Point annotations for photos:
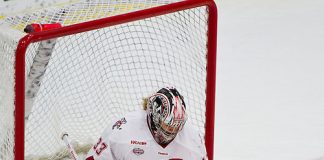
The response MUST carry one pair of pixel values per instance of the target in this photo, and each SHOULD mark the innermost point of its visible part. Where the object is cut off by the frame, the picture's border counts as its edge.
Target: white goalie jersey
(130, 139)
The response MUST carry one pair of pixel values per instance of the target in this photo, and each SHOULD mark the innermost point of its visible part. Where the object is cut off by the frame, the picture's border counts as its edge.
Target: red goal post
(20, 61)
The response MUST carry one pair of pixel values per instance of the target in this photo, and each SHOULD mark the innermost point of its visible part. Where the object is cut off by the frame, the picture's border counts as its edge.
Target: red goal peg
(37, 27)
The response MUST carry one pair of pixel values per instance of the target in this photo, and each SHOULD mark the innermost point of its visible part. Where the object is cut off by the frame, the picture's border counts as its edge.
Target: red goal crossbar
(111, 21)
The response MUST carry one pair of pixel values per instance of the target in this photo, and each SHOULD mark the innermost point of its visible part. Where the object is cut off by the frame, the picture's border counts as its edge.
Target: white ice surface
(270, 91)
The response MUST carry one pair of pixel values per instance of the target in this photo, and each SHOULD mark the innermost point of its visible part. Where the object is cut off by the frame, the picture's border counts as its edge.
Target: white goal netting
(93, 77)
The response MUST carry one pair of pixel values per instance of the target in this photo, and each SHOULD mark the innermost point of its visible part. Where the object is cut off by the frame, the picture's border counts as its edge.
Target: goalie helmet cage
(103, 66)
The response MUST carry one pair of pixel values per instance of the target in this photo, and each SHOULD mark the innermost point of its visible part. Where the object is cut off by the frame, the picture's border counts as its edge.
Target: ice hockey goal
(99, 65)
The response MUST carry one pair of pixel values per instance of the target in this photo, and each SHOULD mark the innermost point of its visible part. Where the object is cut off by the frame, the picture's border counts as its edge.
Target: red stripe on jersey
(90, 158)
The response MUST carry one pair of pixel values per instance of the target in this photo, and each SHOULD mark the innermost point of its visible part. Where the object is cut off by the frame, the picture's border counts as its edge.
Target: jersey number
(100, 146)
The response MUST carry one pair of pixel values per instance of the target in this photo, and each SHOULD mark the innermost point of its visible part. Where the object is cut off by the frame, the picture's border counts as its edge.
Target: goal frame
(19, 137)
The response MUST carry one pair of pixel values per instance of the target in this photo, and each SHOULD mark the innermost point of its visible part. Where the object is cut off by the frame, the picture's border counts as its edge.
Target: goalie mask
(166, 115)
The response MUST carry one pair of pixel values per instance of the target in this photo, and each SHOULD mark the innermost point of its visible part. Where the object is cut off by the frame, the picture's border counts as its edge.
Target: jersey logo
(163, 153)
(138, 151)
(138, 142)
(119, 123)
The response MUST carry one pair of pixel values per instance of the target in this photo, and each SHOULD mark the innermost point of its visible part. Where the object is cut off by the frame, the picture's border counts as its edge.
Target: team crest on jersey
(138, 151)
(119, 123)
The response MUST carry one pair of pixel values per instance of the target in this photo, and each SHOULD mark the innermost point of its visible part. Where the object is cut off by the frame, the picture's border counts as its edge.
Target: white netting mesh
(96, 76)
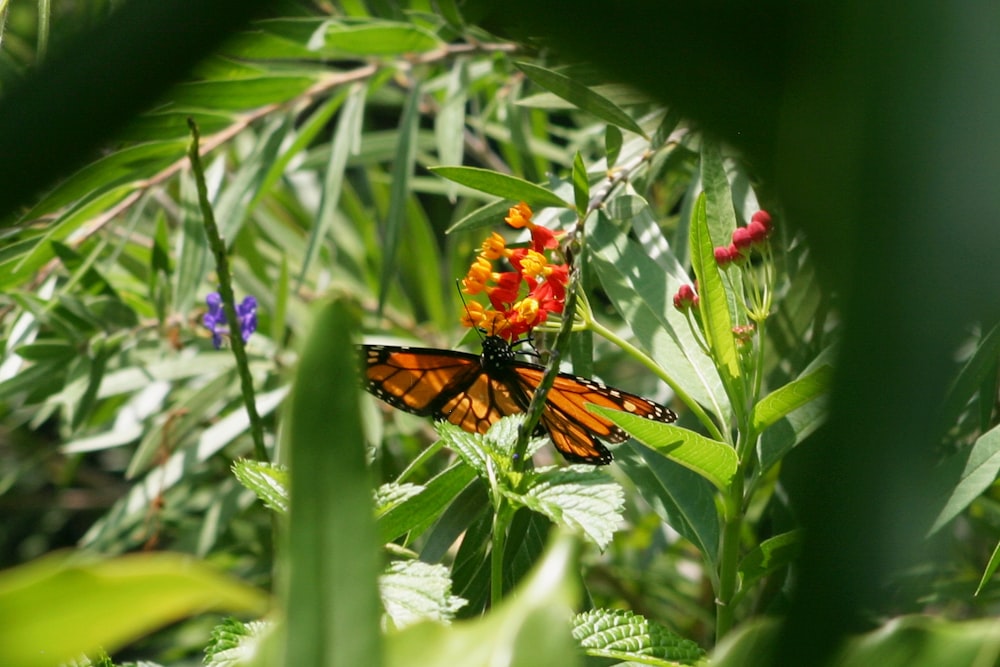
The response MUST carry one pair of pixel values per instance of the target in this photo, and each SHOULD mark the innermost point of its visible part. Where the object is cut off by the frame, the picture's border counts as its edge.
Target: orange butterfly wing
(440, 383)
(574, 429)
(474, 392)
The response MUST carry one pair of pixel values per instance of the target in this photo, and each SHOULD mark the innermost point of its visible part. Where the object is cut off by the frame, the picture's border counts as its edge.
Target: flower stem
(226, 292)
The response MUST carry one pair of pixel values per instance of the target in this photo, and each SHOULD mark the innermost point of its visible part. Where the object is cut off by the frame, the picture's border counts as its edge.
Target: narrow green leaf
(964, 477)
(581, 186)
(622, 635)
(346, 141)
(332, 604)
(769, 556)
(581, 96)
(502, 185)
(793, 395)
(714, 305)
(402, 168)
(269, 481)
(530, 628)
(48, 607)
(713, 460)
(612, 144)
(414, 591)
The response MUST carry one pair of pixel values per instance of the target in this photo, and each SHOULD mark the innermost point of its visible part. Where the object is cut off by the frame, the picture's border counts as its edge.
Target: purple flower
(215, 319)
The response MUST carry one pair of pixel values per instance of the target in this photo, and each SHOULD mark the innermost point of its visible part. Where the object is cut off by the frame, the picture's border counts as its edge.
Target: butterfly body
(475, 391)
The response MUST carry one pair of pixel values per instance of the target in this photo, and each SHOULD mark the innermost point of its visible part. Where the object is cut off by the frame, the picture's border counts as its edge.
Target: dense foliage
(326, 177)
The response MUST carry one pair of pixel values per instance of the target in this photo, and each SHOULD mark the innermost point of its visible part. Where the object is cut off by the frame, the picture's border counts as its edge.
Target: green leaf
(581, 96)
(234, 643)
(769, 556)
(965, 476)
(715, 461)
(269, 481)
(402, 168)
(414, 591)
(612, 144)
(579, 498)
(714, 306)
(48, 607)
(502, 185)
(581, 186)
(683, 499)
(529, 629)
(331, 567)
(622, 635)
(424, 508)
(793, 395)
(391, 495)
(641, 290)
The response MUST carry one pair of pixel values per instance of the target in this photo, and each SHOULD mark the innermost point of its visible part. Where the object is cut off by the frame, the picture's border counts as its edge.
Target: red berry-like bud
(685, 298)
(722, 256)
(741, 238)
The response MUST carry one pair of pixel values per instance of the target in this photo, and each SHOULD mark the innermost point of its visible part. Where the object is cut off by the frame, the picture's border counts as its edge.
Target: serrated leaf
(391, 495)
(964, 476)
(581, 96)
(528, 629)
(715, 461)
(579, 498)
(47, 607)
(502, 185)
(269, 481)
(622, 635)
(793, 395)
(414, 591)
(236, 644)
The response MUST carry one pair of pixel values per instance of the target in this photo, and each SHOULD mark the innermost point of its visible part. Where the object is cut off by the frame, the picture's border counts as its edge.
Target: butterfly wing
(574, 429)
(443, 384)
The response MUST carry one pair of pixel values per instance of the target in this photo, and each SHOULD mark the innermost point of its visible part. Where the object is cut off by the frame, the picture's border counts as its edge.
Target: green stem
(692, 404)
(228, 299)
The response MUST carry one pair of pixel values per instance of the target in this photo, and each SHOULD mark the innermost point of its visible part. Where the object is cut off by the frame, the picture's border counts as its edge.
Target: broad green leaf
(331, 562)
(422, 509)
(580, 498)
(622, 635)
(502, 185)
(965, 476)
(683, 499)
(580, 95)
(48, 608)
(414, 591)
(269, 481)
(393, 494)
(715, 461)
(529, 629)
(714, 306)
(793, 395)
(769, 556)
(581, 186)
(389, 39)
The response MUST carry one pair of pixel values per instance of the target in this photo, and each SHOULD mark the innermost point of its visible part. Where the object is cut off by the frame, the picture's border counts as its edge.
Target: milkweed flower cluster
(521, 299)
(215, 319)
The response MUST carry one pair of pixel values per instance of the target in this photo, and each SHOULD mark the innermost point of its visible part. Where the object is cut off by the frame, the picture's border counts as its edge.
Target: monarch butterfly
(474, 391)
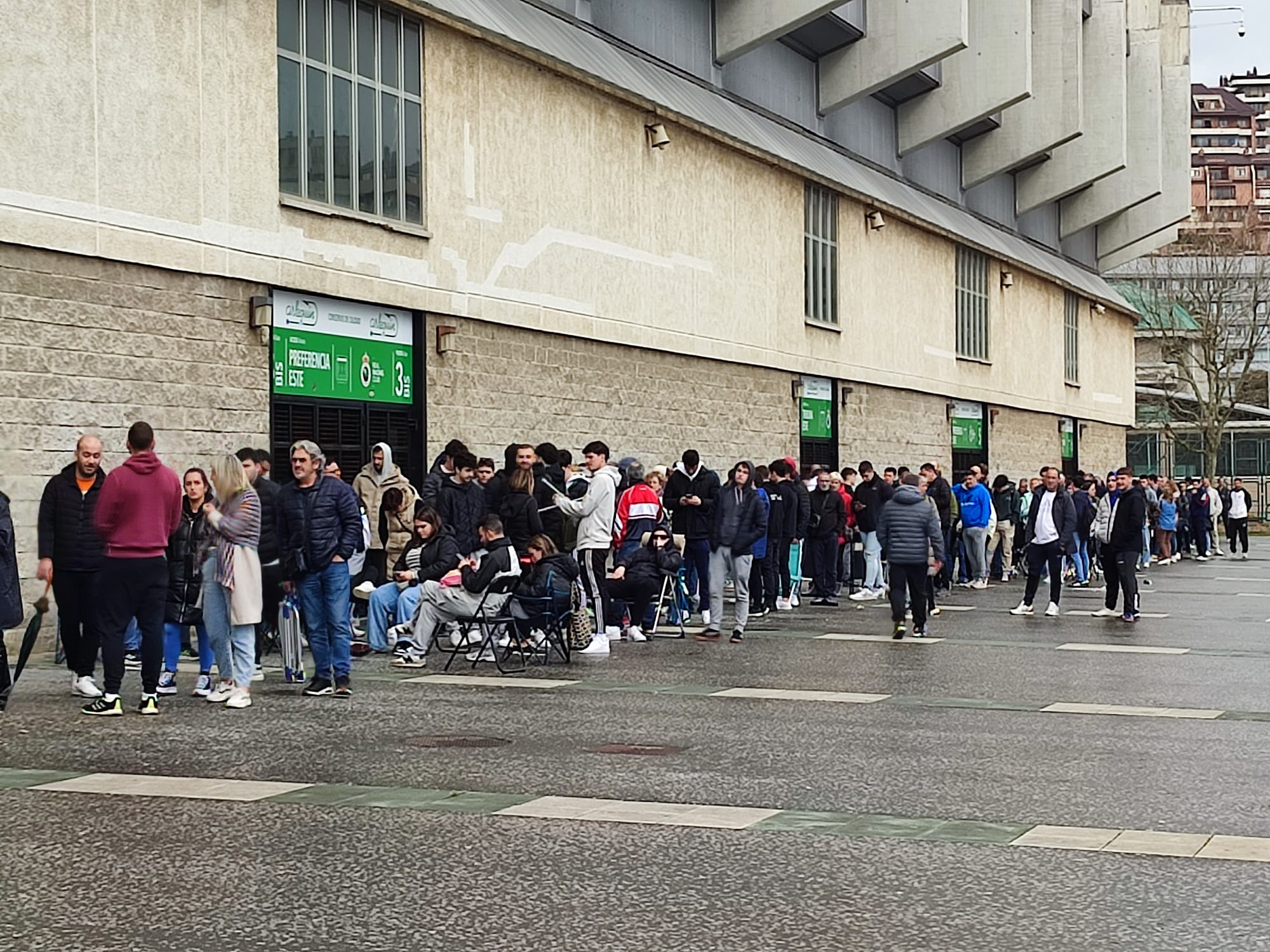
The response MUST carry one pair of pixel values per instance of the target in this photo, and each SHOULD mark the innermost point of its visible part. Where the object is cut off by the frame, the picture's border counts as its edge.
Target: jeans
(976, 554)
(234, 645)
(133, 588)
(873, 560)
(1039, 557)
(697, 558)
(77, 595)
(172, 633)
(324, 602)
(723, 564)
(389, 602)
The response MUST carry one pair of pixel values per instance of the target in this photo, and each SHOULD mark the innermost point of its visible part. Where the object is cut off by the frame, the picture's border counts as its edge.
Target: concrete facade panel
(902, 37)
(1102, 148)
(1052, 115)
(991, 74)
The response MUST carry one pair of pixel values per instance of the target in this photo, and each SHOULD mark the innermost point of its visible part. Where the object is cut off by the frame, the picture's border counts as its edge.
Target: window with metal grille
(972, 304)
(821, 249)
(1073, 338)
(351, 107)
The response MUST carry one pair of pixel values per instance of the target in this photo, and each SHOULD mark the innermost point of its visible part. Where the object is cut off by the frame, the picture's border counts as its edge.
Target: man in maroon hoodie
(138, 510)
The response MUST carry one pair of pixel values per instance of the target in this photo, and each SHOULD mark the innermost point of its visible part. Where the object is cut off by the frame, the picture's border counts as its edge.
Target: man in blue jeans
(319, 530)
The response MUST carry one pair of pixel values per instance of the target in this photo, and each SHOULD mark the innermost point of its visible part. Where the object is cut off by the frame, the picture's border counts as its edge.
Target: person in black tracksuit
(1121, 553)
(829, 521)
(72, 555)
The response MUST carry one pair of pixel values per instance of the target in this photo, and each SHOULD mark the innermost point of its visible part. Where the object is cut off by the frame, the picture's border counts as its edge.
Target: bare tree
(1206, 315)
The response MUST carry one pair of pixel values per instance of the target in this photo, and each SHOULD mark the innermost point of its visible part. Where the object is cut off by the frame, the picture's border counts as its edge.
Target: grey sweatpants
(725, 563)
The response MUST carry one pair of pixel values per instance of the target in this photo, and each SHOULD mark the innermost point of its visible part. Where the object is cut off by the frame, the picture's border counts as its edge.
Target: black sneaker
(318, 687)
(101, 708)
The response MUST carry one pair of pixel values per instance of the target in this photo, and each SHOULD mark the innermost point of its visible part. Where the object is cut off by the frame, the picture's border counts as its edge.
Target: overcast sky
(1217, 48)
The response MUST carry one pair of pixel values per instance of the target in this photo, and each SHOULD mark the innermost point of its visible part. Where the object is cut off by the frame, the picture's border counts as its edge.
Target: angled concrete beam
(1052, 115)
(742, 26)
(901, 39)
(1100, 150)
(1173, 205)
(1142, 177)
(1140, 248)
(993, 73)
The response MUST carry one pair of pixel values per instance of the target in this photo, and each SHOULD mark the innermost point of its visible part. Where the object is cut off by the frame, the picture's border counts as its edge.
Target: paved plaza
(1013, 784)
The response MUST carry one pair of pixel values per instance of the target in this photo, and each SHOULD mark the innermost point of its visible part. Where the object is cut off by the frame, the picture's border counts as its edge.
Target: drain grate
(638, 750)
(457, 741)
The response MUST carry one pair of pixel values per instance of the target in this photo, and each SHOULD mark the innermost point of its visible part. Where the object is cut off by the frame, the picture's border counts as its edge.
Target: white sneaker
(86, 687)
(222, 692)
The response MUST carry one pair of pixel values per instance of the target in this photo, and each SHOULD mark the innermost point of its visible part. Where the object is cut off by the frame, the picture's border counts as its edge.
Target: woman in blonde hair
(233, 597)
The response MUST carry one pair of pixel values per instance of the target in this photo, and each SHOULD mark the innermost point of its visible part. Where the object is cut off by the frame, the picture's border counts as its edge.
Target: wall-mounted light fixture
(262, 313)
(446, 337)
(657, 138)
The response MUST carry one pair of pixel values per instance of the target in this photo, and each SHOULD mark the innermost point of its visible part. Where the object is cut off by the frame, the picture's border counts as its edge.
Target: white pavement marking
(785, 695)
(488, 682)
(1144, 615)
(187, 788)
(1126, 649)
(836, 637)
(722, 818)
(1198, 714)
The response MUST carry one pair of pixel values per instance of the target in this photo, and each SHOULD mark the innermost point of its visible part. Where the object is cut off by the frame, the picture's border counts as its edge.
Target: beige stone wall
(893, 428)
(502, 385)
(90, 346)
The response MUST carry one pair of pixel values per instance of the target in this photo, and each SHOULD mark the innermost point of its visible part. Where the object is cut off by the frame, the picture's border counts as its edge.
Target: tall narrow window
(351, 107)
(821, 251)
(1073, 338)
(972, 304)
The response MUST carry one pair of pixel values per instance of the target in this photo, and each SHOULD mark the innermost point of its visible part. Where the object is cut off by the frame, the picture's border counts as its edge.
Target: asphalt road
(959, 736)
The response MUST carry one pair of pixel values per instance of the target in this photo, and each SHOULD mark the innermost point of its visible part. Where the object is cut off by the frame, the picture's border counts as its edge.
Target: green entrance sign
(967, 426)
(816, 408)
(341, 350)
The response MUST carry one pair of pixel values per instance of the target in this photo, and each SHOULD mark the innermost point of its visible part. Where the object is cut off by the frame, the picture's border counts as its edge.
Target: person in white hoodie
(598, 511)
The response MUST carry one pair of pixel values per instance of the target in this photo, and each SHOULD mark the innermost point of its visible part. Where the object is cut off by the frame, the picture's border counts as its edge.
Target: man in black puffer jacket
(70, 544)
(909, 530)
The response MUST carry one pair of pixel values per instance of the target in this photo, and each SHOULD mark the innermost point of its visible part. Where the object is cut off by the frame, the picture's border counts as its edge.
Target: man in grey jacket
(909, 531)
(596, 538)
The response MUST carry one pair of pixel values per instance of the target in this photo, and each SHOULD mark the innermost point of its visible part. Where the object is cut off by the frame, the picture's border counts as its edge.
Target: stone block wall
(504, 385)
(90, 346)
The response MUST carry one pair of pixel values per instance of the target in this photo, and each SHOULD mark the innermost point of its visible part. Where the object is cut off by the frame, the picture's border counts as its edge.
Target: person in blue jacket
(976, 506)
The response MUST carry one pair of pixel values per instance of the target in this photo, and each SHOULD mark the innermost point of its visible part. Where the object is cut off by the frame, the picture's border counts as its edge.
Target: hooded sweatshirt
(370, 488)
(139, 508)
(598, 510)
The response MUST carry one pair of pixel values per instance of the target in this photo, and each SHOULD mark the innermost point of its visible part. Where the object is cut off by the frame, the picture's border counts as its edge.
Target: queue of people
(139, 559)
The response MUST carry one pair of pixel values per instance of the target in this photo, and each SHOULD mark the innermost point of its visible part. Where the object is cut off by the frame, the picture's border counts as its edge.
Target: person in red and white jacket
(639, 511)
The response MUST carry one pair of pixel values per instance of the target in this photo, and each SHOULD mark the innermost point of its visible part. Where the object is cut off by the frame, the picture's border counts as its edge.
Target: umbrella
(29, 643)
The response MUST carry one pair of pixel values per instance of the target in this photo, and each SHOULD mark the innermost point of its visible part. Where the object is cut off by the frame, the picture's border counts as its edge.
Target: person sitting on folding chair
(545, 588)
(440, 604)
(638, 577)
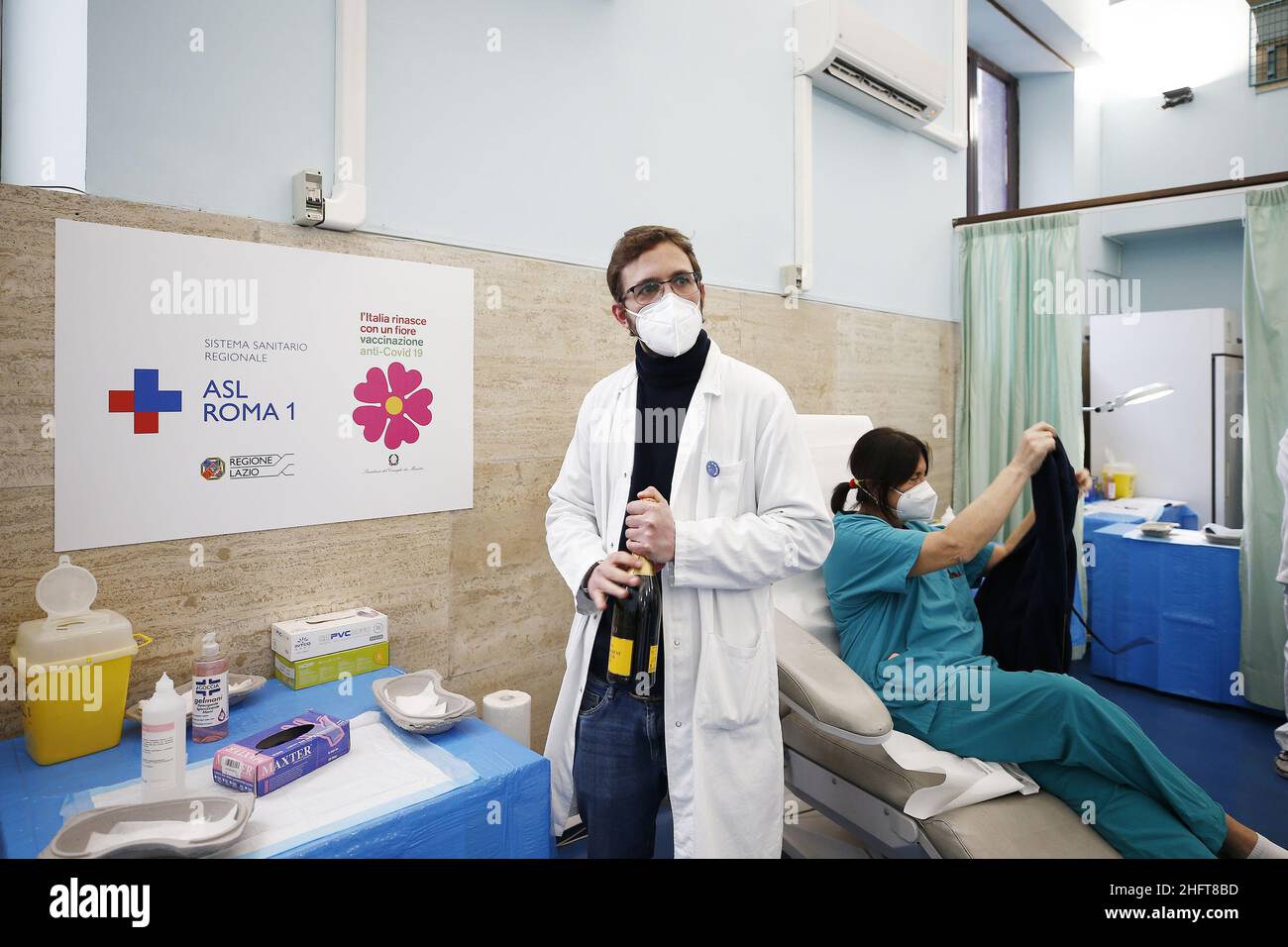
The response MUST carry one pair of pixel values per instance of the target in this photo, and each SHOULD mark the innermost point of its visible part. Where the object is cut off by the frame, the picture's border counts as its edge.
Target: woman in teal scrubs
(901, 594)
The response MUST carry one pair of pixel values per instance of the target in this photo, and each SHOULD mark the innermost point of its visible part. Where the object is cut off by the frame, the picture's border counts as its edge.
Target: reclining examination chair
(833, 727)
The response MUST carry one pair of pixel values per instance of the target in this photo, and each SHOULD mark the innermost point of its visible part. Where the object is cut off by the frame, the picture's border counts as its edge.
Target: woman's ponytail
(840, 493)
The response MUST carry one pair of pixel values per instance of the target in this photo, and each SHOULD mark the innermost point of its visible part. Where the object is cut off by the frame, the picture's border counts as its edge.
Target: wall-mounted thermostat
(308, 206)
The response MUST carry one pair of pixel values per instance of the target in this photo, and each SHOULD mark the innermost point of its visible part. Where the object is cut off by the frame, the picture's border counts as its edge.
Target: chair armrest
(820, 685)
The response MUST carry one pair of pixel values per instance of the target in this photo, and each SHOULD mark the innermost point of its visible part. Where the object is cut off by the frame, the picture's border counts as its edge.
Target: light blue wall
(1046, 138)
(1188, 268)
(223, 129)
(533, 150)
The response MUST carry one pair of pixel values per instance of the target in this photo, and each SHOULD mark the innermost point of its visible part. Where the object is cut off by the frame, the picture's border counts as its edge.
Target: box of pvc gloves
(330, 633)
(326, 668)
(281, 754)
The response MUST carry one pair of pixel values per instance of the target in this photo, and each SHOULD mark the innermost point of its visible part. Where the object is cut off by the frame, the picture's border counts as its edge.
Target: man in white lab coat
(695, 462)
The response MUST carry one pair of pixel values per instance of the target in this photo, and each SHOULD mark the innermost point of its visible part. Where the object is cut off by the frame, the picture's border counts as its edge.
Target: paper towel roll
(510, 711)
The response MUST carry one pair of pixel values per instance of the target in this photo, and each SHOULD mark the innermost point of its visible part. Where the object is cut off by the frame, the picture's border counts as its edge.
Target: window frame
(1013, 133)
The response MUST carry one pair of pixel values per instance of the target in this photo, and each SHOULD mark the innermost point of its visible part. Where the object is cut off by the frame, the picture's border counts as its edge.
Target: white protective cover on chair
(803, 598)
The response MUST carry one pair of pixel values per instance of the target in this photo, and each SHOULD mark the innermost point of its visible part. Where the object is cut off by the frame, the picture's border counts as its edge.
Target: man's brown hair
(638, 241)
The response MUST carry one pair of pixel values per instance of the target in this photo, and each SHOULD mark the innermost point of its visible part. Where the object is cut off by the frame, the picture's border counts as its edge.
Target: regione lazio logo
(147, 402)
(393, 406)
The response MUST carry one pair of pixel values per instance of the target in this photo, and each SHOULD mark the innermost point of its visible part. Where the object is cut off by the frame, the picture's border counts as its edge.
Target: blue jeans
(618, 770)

Set problem: Return every line of the data above that contains the word "concrete".

Response for this exercise:
Target: concrete facade panel
Target: angled concrete beam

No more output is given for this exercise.